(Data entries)
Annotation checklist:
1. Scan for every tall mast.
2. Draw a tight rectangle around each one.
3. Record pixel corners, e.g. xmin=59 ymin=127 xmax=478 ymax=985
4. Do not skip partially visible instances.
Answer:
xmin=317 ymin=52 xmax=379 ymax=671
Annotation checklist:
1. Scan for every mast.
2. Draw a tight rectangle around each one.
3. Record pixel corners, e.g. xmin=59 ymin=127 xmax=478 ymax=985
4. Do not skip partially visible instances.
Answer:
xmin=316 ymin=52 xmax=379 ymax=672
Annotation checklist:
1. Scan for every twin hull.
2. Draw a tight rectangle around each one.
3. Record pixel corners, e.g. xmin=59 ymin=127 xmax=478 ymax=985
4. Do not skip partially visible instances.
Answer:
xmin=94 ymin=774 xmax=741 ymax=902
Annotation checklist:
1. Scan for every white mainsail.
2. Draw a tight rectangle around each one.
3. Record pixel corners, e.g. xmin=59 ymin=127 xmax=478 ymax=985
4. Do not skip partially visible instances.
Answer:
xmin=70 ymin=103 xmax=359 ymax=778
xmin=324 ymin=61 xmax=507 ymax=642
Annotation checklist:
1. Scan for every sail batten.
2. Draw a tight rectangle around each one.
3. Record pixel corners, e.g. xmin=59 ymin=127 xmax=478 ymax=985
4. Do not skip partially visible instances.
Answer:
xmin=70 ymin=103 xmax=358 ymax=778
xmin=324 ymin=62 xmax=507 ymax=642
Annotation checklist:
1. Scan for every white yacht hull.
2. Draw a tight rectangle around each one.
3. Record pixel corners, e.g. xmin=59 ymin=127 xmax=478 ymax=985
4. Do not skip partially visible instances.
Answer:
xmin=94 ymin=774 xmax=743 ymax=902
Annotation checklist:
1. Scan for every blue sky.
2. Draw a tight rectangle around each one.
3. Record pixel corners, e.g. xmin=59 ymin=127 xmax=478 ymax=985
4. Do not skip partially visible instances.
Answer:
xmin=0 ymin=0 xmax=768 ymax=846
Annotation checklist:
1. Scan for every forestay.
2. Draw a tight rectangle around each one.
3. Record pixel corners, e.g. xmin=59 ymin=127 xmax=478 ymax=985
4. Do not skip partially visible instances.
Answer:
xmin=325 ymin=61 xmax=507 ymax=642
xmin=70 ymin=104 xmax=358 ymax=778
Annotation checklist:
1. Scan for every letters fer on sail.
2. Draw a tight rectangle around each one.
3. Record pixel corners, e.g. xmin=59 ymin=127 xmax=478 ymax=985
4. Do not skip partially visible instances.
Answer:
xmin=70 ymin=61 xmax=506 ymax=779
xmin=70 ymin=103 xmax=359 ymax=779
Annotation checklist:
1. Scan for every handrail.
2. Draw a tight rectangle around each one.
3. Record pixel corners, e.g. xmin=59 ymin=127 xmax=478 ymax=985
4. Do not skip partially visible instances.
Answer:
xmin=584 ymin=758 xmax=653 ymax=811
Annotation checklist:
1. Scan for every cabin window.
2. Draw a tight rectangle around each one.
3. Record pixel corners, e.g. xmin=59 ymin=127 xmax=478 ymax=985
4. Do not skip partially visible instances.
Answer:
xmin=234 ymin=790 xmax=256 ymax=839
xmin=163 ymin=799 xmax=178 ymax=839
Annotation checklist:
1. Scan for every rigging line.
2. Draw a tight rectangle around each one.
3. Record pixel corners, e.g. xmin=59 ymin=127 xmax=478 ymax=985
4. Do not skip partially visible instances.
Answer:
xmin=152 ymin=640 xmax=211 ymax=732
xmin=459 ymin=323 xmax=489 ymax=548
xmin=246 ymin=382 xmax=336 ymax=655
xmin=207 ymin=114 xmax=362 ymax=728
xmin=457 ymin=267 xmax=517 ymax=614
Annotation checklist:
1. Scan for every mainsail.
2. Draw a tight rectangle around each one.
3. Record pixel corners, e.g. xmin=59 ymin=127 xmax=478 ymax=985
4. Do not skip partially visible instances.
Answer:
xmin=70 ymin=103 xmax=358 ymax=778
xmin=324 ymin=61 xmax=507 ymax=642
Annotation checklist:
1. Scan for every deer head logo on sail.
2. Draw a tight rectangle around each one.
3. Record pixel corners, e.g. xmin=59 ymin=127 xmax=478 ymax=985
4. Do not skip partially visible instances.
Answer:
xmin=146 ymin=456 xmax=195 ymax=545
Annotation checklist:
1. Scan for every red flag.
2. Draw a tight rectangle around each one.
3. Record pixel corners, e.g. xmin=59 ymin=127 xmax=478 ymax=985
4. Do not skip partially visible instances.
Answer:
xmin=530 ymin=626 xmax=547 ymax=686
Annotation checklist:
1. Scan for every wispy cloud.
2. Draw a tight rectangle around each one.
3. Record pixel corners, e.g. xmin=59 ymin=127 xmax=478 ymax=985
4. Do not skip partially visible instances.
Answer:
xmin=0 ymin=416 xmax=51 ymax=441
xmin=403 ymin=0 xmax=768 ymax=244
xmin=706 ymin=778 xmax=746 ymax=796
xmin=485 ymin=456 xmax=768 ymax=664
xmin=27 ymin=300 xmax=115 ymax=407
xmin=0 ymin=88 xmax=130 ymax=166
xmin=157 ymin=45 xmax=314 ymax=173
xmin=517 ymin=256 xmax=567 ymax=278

# YOUR OBJECTIVE:
Give every line of the material above as a numbered list, leaving out any blank lines.

# EXERCISE SOLUTION:
1. Annotation checklist:
2. 1. Scan for every tall mast.
3. 2. Draw a tight rectangle around each one.
4. 3. Record pixel corners, e.g. xmin=59 ymin=127 xmax=478 ymax=985
5. 4. Do not skip partially visible instances.
6. Answer:
7. xmin=317 ymin=52 xmax=379 ymax=671
8. Annotation checklist:
9. 1. Scan for every mast.
10. 2. Draw a tight rectangle around each one.
11. 3. Record pixel corners, e.g. xmin=59 ymin=127 xmax=478 ymax=985
12. 4. Do not skip partially visible instances.
13. Answer:
14. xmin=316 ymin=52 xmax=379 ymax=672
15. Annotation checklist:
16. 1. Scan for every twin hull.
17. 2. Draw a tight rectangle around each one.
18. 3. Record pixel corners, e.g. xmin=59 ymin=127 xmax=478 ymax=985
19. 4. Do not skip partially visible instances.
20. Answer:
21. xmin=94 ymin=774 xmax=741 ymax=902
22. Annotation checklist:
23. 1. Scan for every white mainsail.
24. 2. Draw a tight rectangle around each one.
25. 3. Record pixel corners, e.g. xmin=59 ymin=127 xmax=478 ymax=985
26. 4. Do not skip partially visible instances.
27. Answer:
28. xmin=70 ymin=103 xmax=359 ymax=778
29. xmin=324 ymin=61 xmax=507 ymax=642
30. Annotation checklist:
31. 1. Scan for every sail batten.
32. 2. Draw a tight rectangle around each one.
33. 3. Record pixel corners, e.g. xmin=59 ymin=127 xmax=478 ymax=985
34. 4. Do not skip partially visible instances.
35. Answer:
36. xmin=70 ymin=103 xmax=358 ymax=778
37. xmin=324 ymin=62 xmax=507 ymax=642
38. Annotation checklist:
39. 1. Scan for every white yacht hull.
40. 2. Draw a tight rectangle around each one.
41. 3. Record pixel corners, e.g. xmin=59 ymin=127 xmax=478 ymax=985
42. 4. Do not skip partially visible instances.
43. Answer:
44. xmin=94 ymin=774 xmax=743 ymax=902
45. Annotation checklist:
46. 1. Scan for every blue sky.
47. 2. Draw a tight rectangle around each one.
48. 3. Record pixel corners, e.g. xmin=59 ymin=127 xmax=478 ymax=985
49. 4. Do not skip partially visible instances.
50. Answer:
51. xmin=0 ymin=0 xmax=768 ymax=846
52. Annotation checklist:
53. 1. Scan for every forestay.
54. 2. Draw a tight rectangle around each one.
55. 3. Record pixel corners, e.g. xmin=59 ymin=127 xmax=478 ymax=985
56. 4. Do not skip partially visible instances.
57. Answer:
58. xmin=325 ymin=61 xmax=507 ymax=642
59. xmin=70 ymin=104 xmax=358 ymax=778
60. Annotation checklist:
61. 1. Scan for every letters fer on sail.
62. 2. Draw a tight rectangle around each one.
63. 3. Record pixel corners, e.g. xmin=59 ymin=127 xmax=478 ymax=985
64. 4. Do not skip partially visible instances.
65. Answer:
66. xmin=70 ymin=61 xmax=506 ymax=779
67. xmin=70 ymin=103 xmax=359 ymax=779
68. Annotation checklist:
69. 1. Scan for every handrail.
70. 2. Draw a tight rectangle around each one.
71. 3. Record pixel corners, e.g. xmin=59 ymin=127 xmax=478 ymax=985
72. 4. Do not skip partially visible instances.
73. Answer:
74. xmin=584 ymin=758 xmax=653 ymax=811
75. Annotation checklist:
76. 1. Scan for every cabin window.
77. 2. Draw a tight rectangle around each one.
78. 3. Record pixel corners, e.g. xmin=59 ymin=127 xmax=478 ymax=985
79. 4. Do not skip partially visible instances.
80. Answer:
81. xmin=234 ymin=790 xmax=256 ymax=839
82. xmin=163 ymin=799 xmax=178 ymax=839
83. Annotation checklist:
84. 1. Scan for every rigging line.
85. 2. Draw a tight rectangle around each one.
86. 3. Record pixel corners, e.g. xmin=59 ymin=127 xmax=478 ymax=985
87. 4. Do not skip partially visible instances.
88. Answer:
89. xmin=152 ymin=640 xmax=211 ymax=732
90. xmin=459 ymin=323 xmax=489 ymax=548
91. xmin=246 ymin=382 xmax=336 ymax=655
92. xmin=207 ymin=114 xmax=362 ymax=728
93. xmin=457 ymin=267 xmax=517 ymax=614
94. Annotation checklist:
95. 1. Scan for every mainsail.
96. 2. Draw a tight rectangle around each one.
97. 3. Record pixel corners, e.g. xmin=59 ymin=127 xmax=478 ymax=985
98. 4. Do not skip partially visible instances.
99. Answer:
100. xmin=70 ymin=103 xmax=358 ymax=778
101. xmin=324 ymin=61 xmax=507 ymax=642
102. Annotation checklist:
103. 1. Scan for every deer head logo on sail.
104. 2. Draw a tight rectangle around each one.
105. 3. Record pixel corners, e.g. xmin=59 ymin=127 xmax=478 ymax=985
106. 4. Do not skip partially visible instances.
107. Answer:
108. xmin=146 ymin=456 xmax=195 ymax=545
109. Annotation checklist:
110. 1. Scan for every red flag.
111. 2. Draw a tight rectangle around each one.
112. 3. Record pixel corners, e.g. xmin=59 ymin=127 xmax=478 ymax=985
113. 4. Do not skip partially visible instances.
114. Answer:
115. xmin=530 ymin=626 xmax=547 ymax=686
116. Annotation checklist:
117. 1. Scan for every wispy cloud.
118. 2. Draw a tight rectangle around each one.
119. 3. Record pixel corners, e.g. xmin=59 ymin=127 xmax=478 ymax=985
120. 4. Do not skip partially visible instances.
121. Answer:
122. xmin=0 ymin=416 xmax=51 ymax=441
123. xmin=403 ymin=0 xmax=768 ymax=244
124. xmin=706 ymin=778 xmax=746 ymax=796
125. xmin=485 ymin=456 xmax=768 ymax=664
126. xmin=27 ymin=300 xmax=115 ymax=407
127. xmin=0 ymin=88 xmax=130 ymax=166
128. xmin=157 ymin=45 xmax=314 ymax=173
129. xmin=517 ymin=256 xmax=567 ymax=278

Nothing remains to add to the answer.